> **Task statement**
Send each entry back exactly as given, pictures excluded.

> **Data rows**
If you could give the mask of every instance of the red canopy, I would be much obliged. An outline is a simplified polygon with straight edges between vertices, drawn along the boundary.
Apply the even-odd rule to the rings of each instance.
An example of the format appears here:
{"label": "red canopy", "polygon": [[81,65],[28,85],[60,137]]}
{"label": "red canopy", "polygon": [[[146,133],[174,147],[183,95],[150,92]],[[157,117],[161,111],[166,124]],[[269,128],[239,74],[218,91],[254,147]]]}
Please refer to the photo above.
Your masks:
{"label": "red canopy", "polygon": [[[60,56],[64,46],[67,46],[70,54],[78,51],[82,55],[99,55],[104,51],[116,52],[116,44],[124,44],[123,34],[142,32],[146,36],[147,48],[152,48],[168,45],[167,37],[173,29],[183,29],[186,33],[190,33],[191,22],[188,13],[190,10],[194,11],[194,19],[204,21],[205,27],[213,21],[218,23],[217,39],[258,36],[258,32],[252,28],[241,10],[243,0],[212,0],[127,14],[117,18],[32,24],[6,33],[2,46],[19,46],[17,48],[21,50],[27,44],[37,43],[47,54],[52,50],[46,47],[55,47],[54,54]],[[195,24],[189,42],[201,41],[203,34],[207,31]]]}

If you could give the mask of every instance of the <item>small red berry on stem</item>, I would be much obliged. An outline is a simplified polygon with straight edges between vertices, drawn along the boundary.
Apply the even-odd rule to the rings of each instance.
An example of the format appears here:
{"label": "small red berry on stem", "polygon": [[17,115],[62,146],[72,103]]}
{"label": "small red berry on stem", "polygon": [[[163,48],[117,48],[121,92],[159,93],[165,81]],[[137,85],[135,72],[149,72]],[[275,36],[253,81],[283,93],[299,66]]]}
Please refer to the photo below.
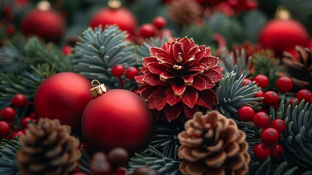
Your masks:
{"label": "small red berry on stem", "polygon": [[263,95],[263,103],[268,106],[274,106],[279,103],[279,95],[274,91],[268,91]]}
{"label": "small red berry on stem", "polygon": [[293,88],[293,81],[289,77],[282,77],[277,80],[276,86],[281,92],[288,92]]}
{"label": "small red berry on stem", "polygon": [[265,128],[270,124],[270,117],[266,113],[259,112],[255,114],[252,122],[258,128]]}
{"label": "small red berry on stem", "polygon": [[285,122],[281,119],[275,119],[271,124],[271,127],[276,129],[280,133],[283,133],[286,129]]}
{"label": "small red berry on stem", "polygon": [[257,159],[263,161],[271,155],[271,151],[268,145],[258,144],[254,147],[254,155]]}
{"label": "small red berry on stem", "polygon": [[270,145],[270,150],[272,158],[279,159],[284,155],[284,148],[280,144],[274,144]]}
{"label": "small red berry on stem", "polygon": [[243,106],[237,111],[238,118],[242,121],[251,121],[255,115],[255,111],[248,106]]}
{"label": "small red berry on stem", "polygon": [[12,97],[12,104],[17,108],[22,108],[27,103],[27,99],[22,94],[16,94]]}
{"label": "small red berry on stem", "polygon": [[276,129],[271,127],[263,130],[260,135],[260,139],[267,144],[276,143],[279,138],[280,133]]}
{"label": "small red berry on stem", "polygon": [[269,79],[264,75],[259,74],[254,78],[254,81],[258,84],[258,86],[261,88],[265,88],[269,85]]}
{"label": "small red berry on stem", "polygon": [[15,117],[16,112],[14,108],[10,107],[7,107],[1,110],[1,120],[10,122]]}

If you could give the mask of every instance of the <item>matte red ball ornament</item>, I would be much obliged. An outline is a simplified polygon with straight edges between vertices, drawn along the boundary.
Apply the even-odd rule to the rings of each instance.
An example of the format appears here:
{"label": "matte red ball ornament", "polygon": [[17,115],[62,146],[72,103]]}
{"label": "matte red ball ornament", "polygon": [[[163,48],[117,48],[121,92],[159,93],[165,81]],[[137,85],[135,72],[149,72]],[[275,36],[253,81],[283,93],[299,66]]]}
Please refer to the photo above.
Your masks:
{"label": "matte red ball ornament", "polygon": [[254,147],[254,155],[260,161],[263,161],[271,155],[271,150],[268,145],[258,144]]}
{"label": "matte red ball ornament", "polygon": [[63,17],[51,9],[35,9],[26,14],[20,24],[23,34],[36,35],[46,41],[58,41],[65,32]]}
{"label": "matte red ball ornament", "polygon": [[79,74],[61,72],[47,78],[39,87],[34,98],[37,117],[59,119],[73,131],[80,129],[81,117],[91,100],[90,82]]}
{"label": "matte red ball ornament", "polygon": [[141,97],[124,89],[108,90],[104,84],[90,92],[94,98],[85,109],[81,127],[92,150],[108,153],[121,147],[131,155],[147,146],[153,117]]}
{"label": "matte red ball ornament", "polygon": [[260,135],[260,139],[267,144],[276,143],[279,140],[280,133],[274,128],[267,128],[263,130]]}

> **Response to the task**
If you could give the mask of every instance of the red canopy, I would be much obliged. An outline is a simplified polygon with straight edges between vertices, drawn along the boundary.
Apply the even-odd rule to the rings of each instance.
An example of the format appears here:
{"label": "red canopy", "polygon": [[81,65],[28,85],[60,137]]}
{"label": "red canopy", "polygon": [[[146,133],[174,147],[183,95],[150,92]],[[157,117],[161,111],[166,124]],[[269,128],[239,74],[218,91],[254,147]]]}
Please refer to the photo above.
Your masks:
{"label": "red canopy", "polygon": [[[60,56],[64,46],[67,46],[70,54],[78,51],[82,55],[99,55],[104,51],[116,52],[116,44],[124,44],[123,34],[142,32],[146,36],[147,48],[152,48],[168,45],[167,37],[173,29],[183,29],[186,33],[190,33],[191,22],[188,13],[190,10],[194,11],[194,19],[204,21],[205,27],[213,21],[218,23],[217,39],[258,36],[258,32],[252,28],[241,10],[243,0],[212,0],[127,14],[117,18],[32,24],[6,33],[2,46],[19,46],[17,48],[21,50],[27,44],[37,43],[47,54],[52,50],[46,47],[55,47],[54,54]],[[195,24],[189,42],[201,41],[203,34],[207,31]]]}

If you could give the mask of every instance of the <item>small red berry on stem</item>, I would be much obliged. An outline is a simplified polygon with straight edges between vertices, drawn along the boundary.
Apply the even-odd rule to the rings of each instance.
An example of the format appears here:
{"label": "small red berry on stem", "polygon": [[17,115],[62,146],[72,103]]}
{"label": "small red berry on stem", "polygon": [[[163,48],[117,48],[121,92],[159,93],[165,81]],[[137,85],[135,72],[149,72]],[[275,36],[253,81],[283,93],[299,66]]]}
Please refer to the photo below.
Your masks:
{"label": "small red berry on stem", "polygon": [[263,95],[263,103],[268,106],[274,106],[279,103],[279,95],[274,91],[268,91]]}
{"label": "small red berry on stem", "polygon": [[293,88],[293,81],[289,77],[282,77],[277,80],[276,86],[281,92],[288,92]]}
{"label": "small red berry on stem", "polygon": [[265,128],[270,124],[270,117],[266,113],[259,112],[255,114],[252,122],[258,128]]}
{"label": "small red berry on stem", "polygon": [[285,122],[281,119],[275,119],[271,124],[271,127],[276,129],[280,133],[283,133],[286,129]]}
{"label": "small red berry on stem", "polygon": [[257,159],[263,161],[271,155],[271,151],[268,145],[258,144],[254,147],[254,155]]}
{"label": "small red berry on stem", "polygon": [[270,145],[270,150],[272,158],[279,159],[284,155],[284,148],[280,144],[274,144]]}
{"label": "small red berry on stem", "polygon": [[243,106],[237,111],[238,118],[242,121],[251,121],[255,115],[255,111],[248,106]]}
{"label": "small red berry on stem", "polygon": [[12,97],[12,104],[17,108],[22,108],[27,103],[27,99],[22,94],[16,94]]}
{"label": "small red berry on stem", "polygon": [[276,129],[271,127],[263,130],[260,135],[260,139],[267,144],[276,143],[279,138],[280,133]]}
{"label": "small red berry on stem", "polygon": [[269,79],[264,75],[259,74],[254,78],[254,81],[258,84],[258,86],[261,88],[265,88],[269,85]]}
{"label": "small red berry on stem", "polygon": [[15,117],[16,112],[14,108],[10,107],[7,107],[1,110],[1,120],[10,122]]}

If you could give the mask of every instance of the <item>matte red ball ornament</item>, I would be much obliged. An outline is a simplified polygon with straight edges between vertices, drawn along the boundary.
Apply the even-odd rule to the rings of each instance.
An example of the format appears here:
{"label": "matte red ball ornament", "polygon": [[17,115],[62,146],[72,103]]}
{"label": "matte red ball ornament", "polygon": [[[163,48],[117,48],[121,92],[159,93],[165,81]],[[137,85],[135,72],[149,72]],[[275,36],[253,81],[283,93],[299,66]]]}
Please refer to the photo above.
Your masks:
{"label": "matte red ball ornament", "polygon": [[254,147],[254,155],[260,161],[263,161],[271,155],[271,150],[268,145],[258,144]]}
{"label": "matte red ball ornament", "polygon": [[63,17],[51,9],[35,9],[26,14],[20,24],[23,34],[36,35],[46,41],[58,41],[65,32]]}
{"label": "matte red ball ornament", "polygon": [[79,74],[61,72],[47,78],[39,87],[34,98],[37,117],[59,119],[73,131],[80,129],[81,117],[91,100],[90,82]]}
{"label": "matte red ball ornament", "polygon": [[141,97],[124,89],[108,90],[104,84],[90,92],[94,98],[85,109],[81,127],[92,150],[108,153],[121,147],[131,155],[147,146],[153,117]]}
{"label": "matte red ball ornament", "polygon": [[260,135],[260,139],[267,144],[276,143],[279,140],[280,133],[274,128],[267,128],[263,130]]}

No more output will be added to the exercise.